SUMMARY OF THE INVENTION
[0037] In a first aspect, the invention provides a diagnostic method for detecting ovarian cancer in a subject. More specifically, the method of the invention may comprise the steps of: In a first step (a) determining the expression level of at least one biomarker protein in at least one biological sample of said subject, to obtain an expression value for each of said at least one biomarker protein/s. More specifically, the proteins may be selected from Calcium-activated chloride channel regulator 4 (CLCA4), Oviduct-specific glycoprotein (OVGP1), S100 calcium binding protein A14 (S100A14), Small proline-rich protein 3 (SPRR3), Eosinophil cationic protein (RNASE3), Serpin Family B Member 5 (SERPINB5), Clusterin-associated protein 1 (CLUAP1), Carcinoembryonic antigen-related cell adhesion molecule 5 (CEACAM5) and Ectonucleotide pyrophosphatase/phosphodiesterase family member 3 (ENPP3), or any combination thereof. In the next step (b), the method of the invention involves determining if the expression value obtained in step (a) for each of the at least one biomarker protein/s is positive or negative with respect to a predetermined standard expression value or alternatively or additionally, to the expression value of said biomarker protein/s in at least one control sample. In some specific embodiments, a result of at least one of (i) a positive expression value of at least one of the SPRR3, SERPINB5, CEACAM5, S100A14, CLCA4 and biomarker protein/s in the tested sample, indicates that the subject belongs to a predetermined population suffering from ovarian cancer; and (ii) a negative expression value of at least one of the OVGP1, CLUAP1, ENPP3 and RNASE3 biomarker protein/s in said sample, indicates that the subject may be diagnosed as a subject that develops or suffers from an ovarian cancer.

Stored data
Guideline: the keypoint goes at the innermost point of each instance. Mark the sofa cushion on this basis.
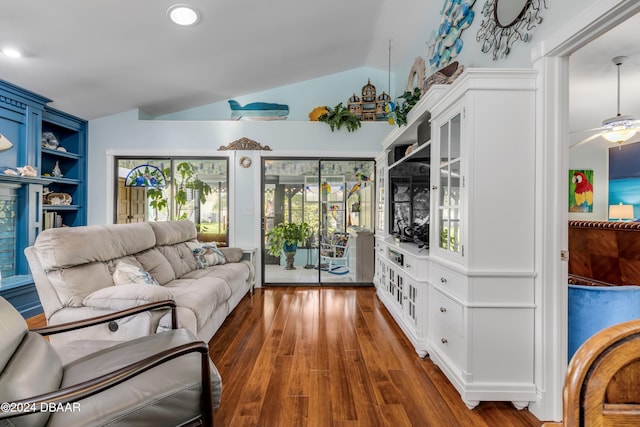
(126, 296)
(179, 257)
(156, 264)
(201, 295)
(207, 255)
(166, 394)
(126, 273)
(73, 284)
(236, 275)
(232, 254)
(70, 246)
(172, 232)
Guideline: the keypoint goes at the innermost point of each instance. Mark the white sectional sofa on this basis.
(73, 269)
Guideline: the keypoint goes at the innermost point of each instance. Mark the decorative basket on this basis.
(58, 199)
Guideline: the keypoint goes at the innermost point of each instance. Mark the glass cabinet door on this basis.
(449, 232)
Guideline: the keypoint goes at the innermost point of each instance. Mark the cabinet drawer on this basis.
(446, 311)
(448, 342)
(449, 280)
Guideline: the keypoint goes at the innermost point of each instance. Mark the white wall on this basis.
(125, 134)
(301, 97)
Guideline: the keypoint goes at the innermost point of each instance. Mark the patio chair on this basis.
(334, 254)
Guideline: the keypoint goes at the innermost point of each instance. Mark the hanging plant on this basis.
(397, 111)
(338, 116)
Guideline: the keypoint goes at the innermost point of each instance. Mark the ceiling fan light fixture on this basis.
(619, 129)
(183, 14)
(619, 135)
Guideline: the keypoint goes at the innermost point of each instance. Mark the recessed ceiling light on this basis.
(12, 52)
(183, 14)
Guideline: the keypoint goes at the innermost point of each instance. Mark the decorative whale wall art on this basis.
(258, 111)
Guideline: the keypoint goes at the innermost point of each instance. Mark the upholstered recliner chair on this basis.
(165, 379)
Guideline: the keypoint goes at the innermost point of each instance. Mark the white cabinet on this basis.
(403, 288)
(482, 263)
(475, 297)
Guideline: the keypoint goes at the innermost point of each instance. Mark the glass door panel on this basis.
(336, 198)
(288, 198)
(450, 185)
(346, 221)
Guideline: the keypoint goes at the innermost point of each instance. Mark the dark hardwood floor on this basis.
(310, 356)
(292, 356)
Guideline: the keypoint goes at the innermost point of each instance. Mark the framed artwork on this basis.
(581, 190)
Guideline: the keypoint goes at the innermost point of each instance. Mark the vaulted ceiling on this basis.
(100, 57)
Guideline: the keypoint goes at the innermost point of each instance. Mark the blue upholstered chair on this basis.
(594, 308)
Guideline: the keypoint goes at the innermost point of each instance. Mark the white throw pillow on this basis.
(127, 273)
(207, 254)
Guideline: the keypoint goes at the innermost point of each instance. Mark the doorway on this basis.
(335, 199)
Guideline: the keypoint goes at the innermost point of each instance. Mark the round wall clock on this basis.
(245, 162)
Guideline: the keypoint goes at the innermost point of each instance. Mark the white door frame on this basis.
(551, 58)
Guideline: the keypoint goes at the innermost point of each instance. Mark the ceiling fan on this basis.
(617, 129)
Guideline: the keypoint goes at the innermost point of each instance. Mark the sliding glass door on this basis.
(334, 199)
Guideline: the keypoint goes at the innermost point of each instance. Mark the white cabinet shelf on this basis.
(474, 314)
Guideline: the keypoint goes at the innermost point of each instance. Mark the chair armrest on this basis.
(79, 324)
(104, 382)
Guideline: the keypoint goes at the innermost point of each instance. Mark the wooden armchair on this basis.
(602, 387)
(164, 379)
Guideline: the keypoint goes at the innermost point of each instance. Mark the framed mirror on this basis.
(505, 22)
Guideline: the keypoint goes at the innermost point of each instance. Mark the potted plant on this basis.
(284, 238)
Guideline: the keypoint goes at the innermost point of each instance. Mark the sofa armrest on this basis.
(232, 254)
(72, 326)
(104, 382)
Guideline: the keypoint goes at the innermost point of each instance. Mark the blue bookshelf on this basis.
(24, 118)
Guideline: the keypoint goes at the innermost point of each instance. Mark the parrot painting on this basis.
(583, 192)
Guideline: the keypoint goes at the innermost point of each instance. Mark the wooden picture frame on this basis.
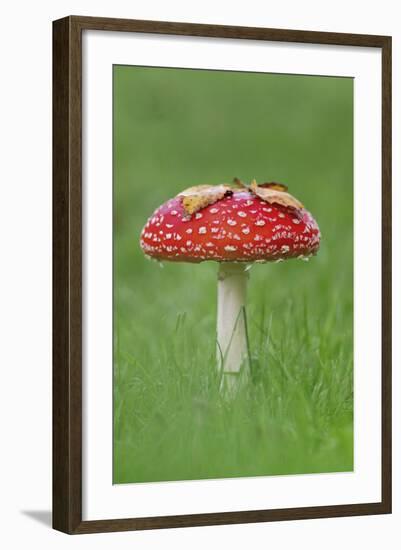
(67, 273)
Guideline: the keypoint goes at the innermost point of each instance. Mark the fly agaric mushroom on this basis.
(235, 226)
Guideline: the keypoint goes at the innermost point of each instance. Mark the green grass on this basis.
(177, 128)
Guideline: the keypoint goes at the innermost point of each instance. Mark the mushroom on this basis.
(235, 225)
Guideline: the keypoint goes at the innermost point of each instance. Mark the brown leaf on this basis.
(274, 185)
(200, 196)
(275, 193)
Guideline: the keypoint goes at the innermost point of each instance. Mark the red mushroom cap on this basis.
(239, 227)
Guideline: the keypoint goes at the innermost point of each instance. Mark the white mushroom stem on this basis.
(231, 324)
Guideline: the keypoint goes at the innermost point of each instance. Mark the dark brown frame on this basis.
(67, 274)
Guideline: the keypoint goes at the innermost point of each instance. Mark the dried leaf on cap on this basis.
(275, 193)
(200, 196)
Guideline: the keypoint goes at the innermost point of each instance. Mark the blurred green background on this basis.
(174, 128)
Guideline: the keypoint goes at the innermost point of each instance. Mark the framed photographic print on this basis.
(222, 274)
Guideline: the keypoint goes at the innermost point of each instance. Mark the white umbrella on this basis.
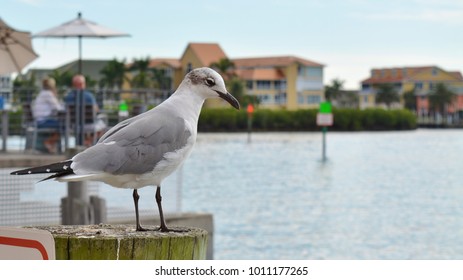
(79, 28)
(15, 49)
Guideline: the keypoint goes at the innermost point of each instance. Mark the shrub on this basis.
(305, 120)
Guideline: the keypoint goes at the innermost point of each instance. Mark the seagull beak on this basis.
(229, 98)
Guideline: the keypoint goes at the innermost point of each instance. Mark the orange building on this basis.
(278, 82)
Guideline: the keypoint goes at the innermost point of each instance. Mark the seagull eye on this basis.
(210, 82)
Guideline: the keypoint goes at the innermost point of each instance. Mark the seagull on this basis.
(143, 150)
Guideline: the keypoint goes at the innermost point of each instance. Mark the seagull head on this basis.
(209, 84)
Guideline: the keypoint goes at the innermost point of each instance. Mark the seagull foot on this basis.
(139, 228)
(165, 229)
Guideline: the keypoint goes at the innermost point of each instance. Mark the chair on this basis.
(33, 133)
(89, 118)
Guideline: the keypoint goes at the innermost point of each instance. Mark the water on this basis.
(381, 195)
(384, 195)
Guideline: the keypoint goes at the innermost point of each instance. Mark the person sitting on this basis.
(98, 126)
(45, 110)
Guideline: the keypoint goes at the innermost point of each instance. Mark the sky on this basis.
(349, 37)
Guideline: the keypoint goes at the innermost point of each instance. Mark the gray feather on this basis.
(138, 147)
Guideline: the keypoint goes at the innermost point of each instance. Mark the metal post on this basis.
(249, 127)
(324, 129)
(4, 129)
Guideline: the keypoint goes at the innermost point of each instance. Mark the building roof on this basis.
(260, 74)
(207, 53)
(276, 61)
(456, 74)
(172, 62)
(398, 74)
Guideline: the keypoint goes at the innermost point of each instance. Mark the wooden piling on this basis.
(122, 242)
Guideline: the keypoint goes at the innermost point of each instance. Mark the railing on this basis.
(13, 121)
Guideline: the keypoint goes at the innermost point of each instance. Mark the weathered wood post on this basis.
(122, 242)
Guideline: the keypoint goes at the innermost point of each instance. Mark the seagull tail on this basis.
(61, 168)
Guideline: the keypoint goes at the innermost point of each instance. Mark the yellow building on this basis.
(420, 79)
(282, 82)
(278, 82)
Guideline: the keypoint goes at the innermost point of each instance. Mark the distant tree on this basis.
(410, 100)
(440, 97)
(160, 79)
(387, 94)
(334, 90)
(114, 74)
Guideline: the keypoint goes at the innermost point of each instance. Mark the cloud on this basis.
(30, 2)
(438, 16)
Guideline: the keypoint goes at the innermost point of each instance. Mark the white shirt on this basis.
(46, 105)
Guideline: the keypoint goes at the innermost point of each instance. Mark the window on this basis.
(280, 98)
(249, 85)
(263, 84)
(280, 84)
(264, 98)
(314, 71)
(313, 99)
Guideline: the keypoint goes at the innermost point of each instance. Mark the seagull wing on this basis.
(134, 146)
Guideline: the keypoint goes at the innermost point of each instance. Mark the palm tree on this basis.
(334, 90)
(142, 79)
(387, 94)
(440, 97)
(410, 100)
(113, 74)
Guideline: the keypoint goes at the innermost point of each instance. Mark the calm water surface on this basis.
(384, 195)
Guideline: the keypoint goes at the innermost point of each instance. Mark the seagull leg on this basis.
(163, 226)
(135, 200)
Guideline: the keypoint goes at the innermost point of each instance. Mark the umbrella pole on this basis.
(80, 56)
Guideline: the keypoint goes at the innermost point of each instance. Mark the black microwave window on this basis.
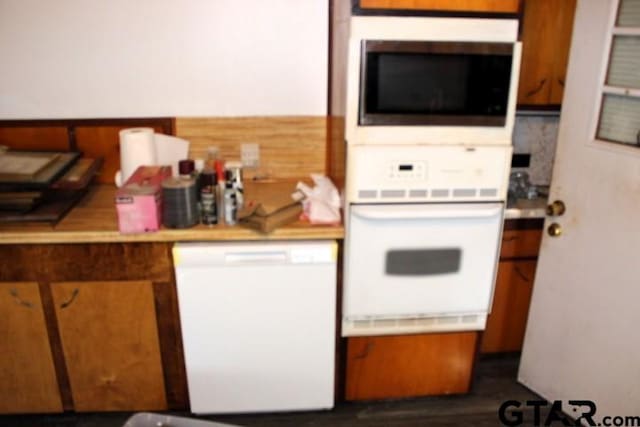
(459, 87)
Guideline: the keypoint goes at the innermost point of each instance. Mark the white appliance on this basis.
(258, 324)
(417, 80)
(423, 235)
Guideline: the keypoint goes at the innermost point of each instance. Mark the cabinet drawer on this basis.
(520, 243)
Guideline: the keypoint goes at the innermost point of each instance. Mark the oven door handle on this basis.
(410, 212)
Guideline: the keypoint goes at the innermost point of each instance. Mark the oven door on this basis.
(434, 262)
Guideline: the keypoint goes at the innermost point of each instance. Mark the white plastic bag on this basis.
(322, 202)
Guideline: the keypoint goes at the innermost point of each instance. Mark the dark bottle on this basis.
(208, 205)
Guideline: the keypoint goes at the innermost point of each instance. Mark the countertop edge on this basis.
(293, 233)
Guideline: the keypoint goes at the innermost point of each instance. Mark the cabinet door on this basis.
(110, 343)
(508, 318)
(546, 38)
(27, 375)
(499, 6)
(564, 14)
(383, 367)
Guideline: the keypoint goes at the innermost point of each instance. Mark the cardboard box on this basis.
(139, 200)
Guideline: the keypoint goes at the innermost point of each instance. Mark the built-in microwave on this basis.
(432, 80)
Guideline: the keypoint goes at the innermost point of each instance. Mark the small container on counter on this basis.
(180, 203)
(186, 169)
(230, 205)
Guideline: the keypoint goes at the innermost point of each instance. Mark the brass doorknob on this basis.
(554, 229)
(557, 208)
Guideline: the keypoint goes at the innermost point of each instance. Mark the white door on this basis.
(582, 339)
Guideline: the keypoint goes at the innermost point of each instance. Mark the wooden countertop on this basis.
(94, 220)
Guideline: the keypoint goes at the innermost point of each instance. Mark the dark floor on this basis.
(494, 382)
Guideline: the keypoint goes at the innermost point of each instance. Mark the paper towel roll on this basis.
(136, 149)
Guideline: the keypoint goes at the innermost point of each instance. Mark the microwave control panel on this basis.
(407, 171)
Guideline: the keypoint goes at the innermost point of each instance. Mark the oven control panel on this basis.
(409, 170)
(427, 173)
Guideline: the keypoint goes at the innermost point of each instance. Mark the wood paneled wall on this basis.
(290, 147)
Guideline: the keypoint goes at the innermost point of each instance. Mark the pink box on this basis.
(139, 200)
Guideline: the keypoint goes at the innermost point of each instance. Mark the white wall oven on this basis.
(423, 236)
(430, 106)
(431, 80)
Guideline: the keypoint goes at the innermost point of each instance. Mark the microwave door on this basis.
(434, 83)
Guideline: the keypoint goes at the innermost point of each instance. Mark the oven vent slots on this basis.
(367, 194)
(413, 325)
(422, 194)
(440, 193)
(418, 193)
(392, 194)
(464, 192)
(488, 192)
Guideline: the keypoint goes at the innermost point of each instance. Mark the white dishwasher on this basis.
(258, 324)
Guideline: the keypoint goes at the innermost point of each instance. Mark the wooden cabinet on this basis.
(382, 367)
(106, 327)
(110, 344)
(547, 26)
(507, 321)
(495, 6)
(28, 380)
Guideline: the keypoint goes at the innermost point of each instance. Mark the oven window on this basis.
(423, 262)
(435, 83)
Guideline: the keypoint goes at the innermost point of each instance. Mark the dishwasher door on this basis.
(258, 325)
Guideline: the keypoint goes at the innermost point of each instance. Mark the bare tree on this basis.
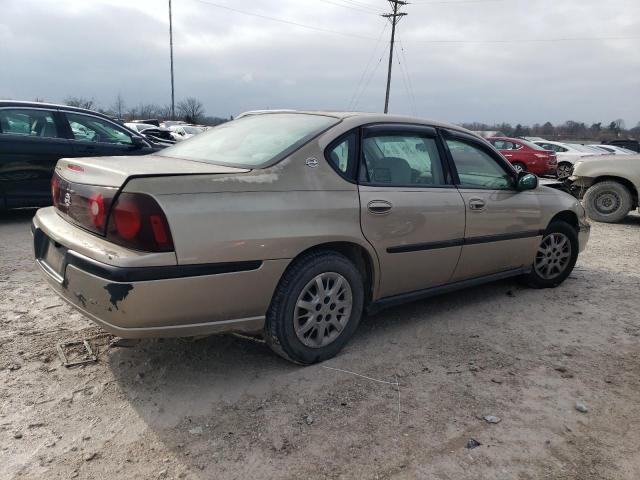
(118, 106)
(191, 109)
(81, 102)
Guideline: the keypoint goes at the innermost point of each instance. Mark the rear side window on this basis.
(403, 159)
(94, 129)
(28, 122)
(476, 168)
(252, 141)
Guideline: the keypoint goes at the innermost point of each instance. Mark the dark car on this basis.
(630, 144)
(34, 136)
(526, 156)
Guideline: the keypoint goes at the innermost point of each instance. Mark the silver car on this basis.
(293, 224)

To do
• A. Based on the ovarian cancer patent summary, decide whether each statement agrees with it. Answer yes or no for each, and quote the deciding words. (i) The method determines the expression level of at least one biomarker protein in at least one biological sample of the subject. (ii) A negative expression value of OVGP1 in the sample can indicate that the subject develops or suffers from ovarian cancer. (iii) In step (b), the expression value is compared only with a predetermined standard expression value.
• B. Rewrite the paragraph of the ovarian cancer patent summary that begins "In a first aspect, the invention provides" as a short list that keeps its main facts.
This data has no connection to the ovarian cancer patent summary.

Exercise results
• A.
(i) Yes: "determining the expression level of at least one biomarker protein in at least one biological sample of said subject"
(ii) Yes: "a negative expression value of at least one of the OVGP1, CLUAP1, ENPP3 and RNASE3 biomarker protein/s in said sample, indicates that the subject may be diagnosed as a subject that develops or suffers from an ovarian cancer"
(iii) No: "alternatively or additionally, to the expression value of said biomarker protein/s in at least one control sample"

• B.
- Purpose: a diagnostic method for detecting ovarian cancer in a subject.
- Step (a): determine the expression level of at least one biomarker protein in at least one biological sample from the subject, giving an expression value for each protein.
- Candidate proteins: CLCA4, OVGP1, S100A14, SPRR3, RNASE3, SERPINB5, CLUAP1, CEACAM5 and ENPP3, or any combination of them.
- Step (b): decide whether each expression value is positive or negative relative to a predetermined standard expression value, to the value in at least one control sample, or to both.
- Positive result: a positive value for at least one of SPRR3, SERPINB5, CEACAM5, S100A14 and CLCA4 indicates that the subject belongs to a predetermined population suffering from ovarian cancer.
- Negative result: a negative value for at least one of OVGP1, CLUAP1, ENPP3 and RNASE3 indicates that the subject may be diagnosed as developing or suffering from ovarian cancer.